** BEGIN DOCUMENT **

You are viewing a plain text version of this content. The canonical link for it is here.
Posted to c-dev@xerces.apache.org by "Datir, Vinayak" <vi...@siemens.com> on 2019/11/04 06:09:36 UTC

Node to string is corrupting the characters

Hi All,
                We are trying convert the DOM into string. But it is converting few characters into question mark. Characters are within the ISO 8859-1 code page.
                Below is sample code for converting the DOM to string

DOMImplementation *impl = DOMImplementationRegistry::getDOMImplementation(0);
DOMLSSerializer* serializer = ((DOMImplementationLS*)impl)->createLSSerializer();
DOMLSOutput* out = ((DOMImplementationLS*)impl)->createLSOutput();
XMLFormatTarget *target  = new MemBufFormatTarget();
out->setByteStream(target);
out->setEncoding( STRINGTOXMLCHAR("ISO-8859-1"));
serializer->write(node, out);
char* theXMLString_Encoded = (char*)
((MemBufFormatTarget*)target)->getRawBuffer();
*buffer = (char *) MEM_alloc(strlen(theXMLString_Encoded) + 1);
tc_strcpy(*buffer, theXMLString_Encoded);
serializer->release();
out->release();
delete target;


Thanks,
Vinayak.

Re: Node to string is corrupting the characters

Posted by Alberto Massari <al...@tiscali.it>.

** END DOCUMENT **
** BEGIN MATERIAL SHOWN **

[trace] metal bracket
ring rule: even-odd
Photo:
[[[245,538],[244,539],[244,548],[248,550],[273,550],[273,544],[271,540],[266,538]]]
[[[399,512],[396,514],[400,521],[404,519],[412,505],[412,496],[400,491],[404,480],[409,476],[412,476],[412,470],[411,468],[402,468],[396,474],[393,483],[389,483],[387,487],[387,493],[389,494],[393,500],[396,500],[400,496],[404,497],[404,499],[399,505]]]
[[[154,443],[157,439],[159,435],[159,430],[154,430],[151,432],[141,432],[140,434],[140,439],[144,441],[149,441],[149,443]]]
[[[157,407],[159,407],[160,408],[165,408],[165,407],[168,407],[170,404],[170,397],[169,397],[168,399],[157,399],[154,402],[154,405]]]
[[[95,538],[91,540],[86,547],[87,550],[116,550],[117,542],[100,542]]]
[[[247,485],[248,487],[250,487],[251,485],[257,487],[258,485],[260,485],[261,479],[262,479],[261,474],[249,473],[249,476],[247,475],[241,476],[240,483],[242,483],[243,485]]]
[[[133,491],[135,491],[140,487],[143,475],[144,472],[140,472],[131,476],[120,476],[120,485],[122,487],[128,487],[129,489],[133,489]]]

** END MATERIAL SHOWN **
** BEGIN MATERIAL SHOWN **

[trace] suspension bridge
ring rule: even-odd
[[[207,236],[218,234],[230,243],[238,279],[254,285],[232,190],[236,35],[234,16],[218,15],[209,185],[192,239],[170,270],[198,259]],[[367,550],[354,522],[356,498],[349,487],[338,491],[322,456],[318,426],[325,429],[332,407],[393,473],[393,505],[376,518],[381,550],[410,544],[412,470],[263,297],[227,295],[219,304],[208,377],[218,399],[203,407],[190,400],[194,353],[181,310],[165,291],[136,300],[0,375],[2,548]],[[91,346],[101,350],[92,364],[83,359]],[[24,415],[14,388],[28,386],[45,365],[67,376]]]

** END MATERIAL SHOWN **

[WHAT IS REQUIRED]:
Continue the mailing-list thread about DOM-to-string serialization turning characters into question marks, starting right after its last line.

[EXPECTED ANSWER]:
Hi Vinayak,
please include a full repro case, including the code that creates the 
"node" DOMNode with the specific characters that are not mapped 
correctly. Also, on which platform are you running, and what transcoding 
engine did you compile Xerces with (ICU, etc..)?

Alberto

Il 04/11/19 07:09, Datir, Vinayak ha scritto:
>
> Hi All,
>
>                 We are trying convert the DOM into string. But it is 
> converting few characters into question mark. Characters are within 
> the ISO 8859-1 code page.
>
>                 Below is sample code for converting the DOM to string
>
> DOMImplementation *impl = 
> DOMImplementationRegistry::getDOMImplementation(0);
>
> DOMLSSerializer* serializer = 
> ((DOMImplementationLS*)impl)->createLSSerializer();
>
> DOMLSOutput* out = ((DOMImplementationLS*)impl)->createLSOutput();
>
> XMLFormatTarget *target  = new MemBufFormatTarget();
>
> out->setByteStream(target);
>
> *out->setEncoding( STRINGTOXMLCHAR("ISO-8859-1"));*
>
> serializer->write(node, out);
>
> char* theXMLString_Encoded = (char*)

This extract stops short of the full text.